Exercise details: When you reach the line with "Target: cake crumb" in the listing below, transcribe it and each line after it up to and including the line with "Target: red cherry on cake", exactly and with nothing else.

(Task data)

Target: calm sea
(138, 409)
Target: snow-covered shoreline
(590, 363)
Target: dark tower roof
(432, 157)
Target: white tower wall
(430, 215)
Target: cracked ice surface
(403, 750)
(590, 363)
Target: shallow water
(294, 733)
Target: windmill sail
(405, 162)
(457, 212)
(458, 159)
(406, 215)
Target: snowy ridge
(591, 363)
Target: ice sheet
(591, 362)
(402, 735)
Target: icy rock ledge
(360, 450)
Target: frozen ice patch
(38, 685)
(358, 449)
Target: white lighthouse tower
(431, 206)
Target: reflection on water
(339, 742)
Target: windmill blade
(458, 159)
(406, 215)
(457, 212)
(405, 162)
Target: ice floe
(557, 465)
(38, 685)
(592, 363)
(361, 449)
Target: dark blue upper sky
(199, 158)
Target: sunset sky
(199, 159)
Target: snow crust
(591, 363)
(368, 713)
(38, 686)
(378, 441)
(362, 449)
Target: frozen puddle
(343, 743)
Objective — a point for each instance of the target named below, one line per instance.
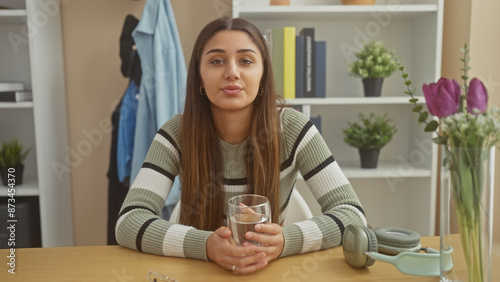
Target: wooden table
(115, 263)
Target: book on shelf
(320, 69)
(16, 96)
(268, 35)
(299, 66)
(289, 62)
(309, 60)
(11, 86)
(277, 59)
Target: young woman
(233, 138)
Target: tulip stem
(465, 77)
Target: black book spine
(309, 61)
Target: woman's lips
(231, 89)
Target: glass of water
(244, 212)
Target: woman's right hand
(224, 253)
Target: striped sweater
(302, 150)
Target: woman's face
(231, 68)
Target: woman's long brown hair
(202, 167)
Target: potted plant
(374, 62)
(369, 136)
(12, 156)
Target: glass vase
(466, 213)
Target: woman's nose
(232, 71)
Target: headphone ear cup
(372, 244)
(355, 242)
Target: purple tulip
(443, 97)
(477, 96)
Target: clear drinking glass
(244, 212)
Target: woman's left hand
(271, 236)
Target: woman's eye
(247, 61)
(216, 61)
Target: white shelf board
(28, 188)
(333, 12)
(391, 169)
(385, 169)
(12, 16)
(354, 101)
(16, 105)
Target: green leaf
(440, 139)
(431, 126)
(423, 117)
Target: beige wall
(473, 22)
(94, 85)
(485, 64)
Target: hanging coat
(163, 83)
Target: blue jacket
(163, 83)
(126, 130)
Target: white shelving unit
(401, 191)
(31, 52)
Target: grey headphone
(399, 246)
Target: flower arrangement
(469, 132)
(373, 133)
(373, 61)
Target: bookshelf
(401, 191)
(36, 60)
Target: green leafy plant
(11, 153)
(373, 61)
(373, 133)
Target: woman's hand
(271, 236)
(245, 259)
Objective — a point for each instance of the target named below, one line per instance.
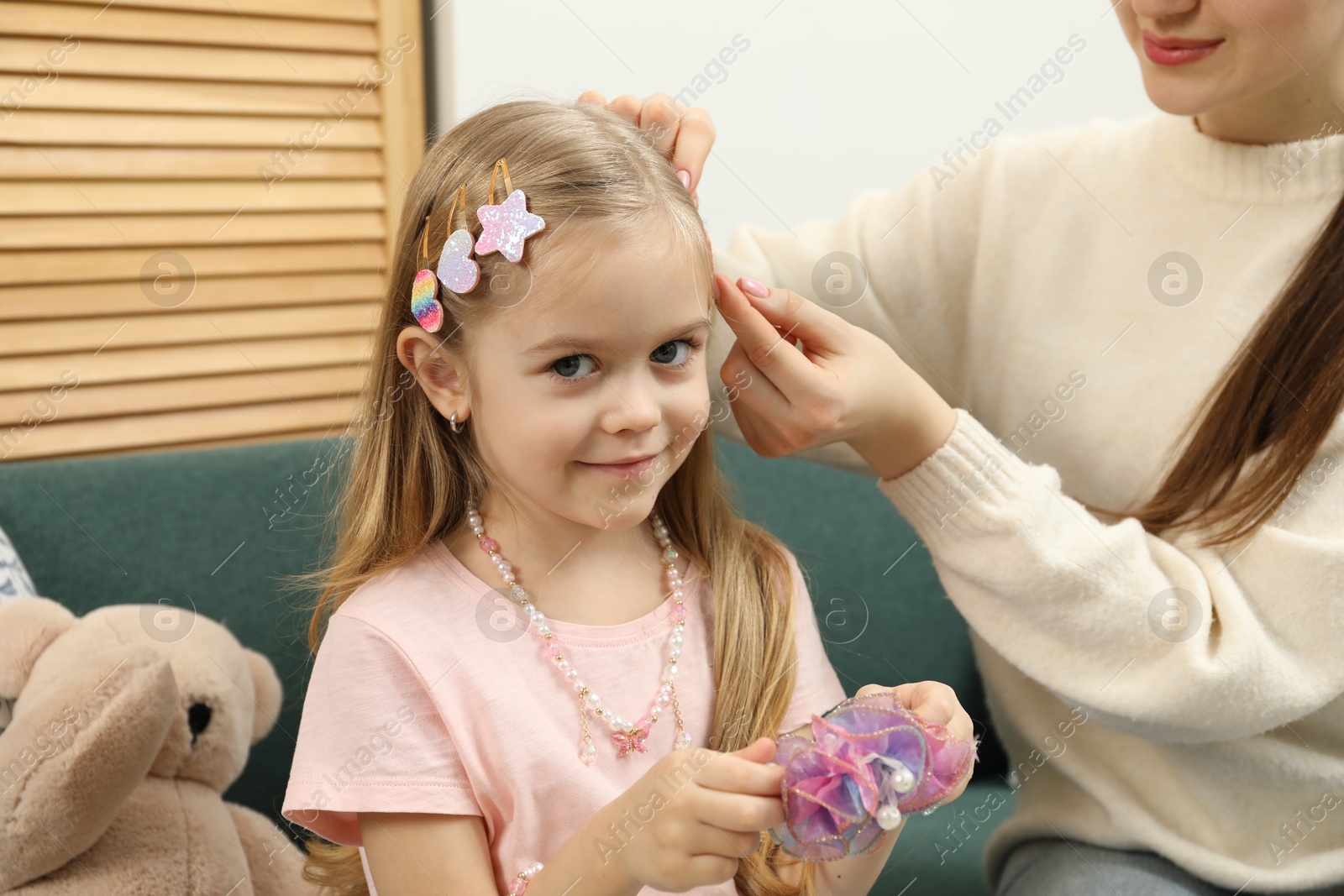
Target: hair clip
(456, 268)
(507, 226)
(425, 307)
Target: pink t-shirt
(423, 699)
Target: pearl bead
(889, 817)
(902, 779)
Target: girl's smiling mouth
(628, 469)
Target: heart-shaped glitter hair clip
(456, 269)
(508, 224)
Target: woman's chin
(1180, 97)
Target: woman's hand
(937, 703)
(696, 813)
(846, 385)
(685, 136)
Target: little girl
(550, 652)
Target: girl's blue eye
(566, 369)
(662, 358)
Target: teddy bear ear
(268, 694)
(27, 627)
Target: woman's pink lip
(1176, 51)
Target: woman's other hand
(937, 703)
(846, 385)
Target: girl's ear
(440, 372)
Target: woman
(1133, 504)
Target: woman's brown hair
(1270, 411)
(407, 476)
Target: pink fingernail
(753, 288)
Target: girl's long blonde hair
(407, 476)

(End Task data)
(Task data)

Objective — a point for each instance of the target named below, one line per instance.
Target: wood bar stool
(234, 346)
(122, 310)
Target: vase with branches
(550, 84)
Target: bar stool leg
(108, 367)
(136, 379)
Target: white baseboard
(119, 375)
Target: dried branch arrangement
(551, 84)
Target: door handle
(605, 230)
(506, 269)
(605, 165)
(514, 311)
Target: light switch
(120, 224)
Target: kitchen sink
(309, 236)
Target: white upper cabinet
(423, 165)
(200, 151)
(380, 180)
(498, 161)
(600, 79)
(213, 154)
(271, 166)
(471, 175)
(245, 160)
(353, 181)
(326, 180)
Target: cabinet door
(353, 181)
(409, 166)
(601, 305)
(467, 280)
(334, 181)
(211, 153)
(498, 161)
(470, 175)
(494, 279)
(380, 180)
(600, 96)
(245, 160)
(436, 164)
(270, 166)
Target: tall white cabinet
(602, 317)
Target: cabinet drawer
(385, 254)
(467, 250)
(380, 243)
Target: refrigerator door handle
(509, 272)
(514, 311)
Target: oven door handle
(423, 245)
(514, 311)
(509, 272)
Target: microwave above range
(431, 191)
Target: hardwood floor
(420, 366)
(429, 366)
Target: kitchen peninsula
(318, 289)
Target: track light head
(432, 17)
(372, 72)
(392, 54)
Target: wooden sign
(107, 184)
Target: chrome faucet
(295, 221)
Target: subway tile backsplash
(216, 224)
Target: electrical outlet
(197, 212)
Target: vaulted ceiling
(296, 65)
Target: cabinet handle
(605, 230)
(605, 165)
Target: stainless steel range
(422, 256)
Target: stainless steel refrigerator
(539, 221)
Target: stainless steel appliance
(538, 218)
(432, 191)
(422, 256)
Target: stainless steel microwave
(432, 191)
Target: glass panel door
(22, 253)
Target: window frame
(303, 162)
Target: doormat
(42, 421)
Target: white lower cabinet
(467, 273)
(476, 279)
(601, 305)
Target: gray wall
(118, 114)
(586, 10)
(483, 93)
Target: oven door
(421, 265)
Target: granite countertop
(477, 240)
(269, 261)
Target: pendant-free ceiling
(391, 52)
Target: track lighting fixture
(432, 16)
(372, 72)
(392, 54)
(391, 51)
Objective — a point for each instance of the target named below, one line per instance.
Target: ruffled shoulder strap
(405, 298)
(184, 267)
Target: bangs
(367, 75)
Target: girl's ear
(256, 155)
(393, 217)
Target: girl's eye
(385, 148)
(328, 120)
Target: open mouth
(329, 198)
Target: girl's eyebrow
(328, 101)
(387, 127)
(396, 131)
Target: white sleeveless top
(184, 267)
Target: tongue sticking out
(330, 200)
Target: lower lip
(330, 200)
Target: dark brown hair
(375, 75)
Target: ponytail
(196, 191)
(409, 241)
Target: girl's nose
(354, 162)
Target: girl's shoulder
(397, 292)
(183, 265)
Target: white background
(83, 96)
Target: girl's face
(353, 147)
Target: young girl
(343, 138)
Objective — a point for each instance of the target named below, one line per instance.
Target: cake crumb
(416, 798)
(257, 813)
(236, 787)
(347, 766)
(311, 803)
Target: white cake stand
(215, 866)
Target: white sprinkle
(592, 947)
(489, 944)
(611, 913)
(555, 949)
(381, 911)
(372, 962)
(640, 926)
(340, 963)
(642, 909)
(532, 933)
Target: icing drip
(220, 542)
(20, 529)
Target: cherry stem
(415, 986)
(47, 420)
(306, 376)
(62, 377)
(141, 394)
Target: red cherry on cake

(End Task data)

Task response:
Target: cake crumb
(416, 798)
(257, 813)
(236, 787)
(347, 766)
(311, 803)
Target: white cake stand
(215, 866)
Target: white sprinkle
(592, 947)
(489, 944)
(611, 913)
(555, 949)
(381, 911)
(372, 962)
(640, 926)
(340, 963)
(642, 909)
(532, 933)
Target: icing drip
(220, 542)
(20, 529)
Target: cherry stem
(415, 986)
(47, 420)
(306, 376)
(62, 377)
(141, 394)
Target: red cherry on cake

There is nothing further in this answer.